++++ Segmento del documento ++++

Infermiere del 118: un ruolo da proteggere, e da valorizzare

Per questo motivo oggi più che mai bisogna porre attenzione al ruolo degli infermieri. E’ fondamentale riorganizzare il sistema dell’emergenza extra-ospedaliera per garantire a tutti i cittadini, dovunque essi si trovino, uno standard equivalente di pronto intervento. “Gli Infermieri dell’Emergenza Territoriale – spiega Roberto Romano, presidente di SIIET – sono da oltre un anno in guerra contro il Coronavirus. Alcuni di loro si sono ammalati, altri sono morti di Covid-19. Bisogna dire che in questa pandemia abbiamo visto (e ancora stiamo vedendo) di tutto. Non si può certo dire che in molti casi non abbia regnato l’improvvisazione. Eppure, viene da pensare, dovrebbe esserci gente pagata per simulare scenari di catastrofe, perché di questo si è trattato, come quella che stiamo vivendo e per trovare soluzioni gestionali e operative concrete. Al contrario i colleghi, più o meno in ogni dove, si sono trovati senza dispositivi di protezione, specie all’inizio, e senza risposte certe sul comportamento da tenere. Questa mancanza di risposte, dovuta anche ad una assoluta confusione che è discesa giù fino dalle principali società scientifiche internazionali, ha in molti casi portato ad un senso di smarrimento generalizzato che in alcuni casi è sfociato anche in panico. SIIET ha creato fin da subito dei gruppi di lavoro specifici per cercare di raccogliere le principali evidenze disponibili in dei documenti fruibili. Abbiamo scritto documenti, ad esempio, sull’uso dei presidi per ossigenoterapia, per la sanificazione. Questi documenti ci pare siano stati accolti con favore dai colleghi e anche da alcune aziende sanitarie che li hanno utilizzati in maniera operativa. Anche l’assenza di supporto di tipo psicologico, strutturato, si è fatta sentire. Molti enti, si sono attivati per supplire a questa mancanza. Anche in questo caso SIIET ha fatto la sua parte attivando uno sportello di ascolto psicologico per i propri iscritti che, quasi subito, abbiamo poi allargato anche ai non iscritti. Ovviamente queste sono soluzioni tampone. La realtà è però che, basandoci sulle molte segnalazioni che abbiamo ricevuto da molte parti d’Italia, in molti casi è regnata la confusione. In questi eventi, seppure abbastanza inattesi e poco prevedibili, non possiamo permetterlo e, credo, alla fine di tutto sarà opportuno fare una grossa riflessione su tutto ciò che non ha funzionato”.

++++ Estratti del dataset ++++

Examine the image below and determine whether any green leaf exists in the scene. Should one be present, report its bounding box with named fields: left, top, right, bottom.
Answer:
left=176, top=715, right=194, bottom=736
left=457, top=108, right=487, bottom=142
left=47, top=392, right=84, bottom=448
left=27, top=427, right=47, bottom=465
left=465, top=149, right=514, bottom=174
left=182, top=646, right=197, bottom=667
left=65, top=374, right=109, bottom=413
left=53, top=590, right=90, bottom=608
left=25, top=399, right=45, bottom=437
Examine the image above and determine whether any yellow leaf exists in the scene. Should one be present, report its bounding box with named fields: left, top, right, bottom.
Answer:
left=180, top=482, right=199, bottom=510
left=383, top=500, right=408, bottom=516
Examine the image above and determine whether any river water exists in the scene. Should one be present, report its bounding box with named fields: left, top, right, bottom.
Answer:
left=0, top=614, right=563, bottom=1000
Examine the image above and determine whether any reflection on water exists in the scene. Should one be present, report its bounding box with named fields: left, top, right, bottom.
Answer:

++++

Consegna:
Quale servizio ha attivato SIIET per i propri iscritti, secondo il brano sugli infermieri del 118?

Esercizio svolto:
Uno sportello di ascolto psicologico, poi esteso anche ai non iscritti.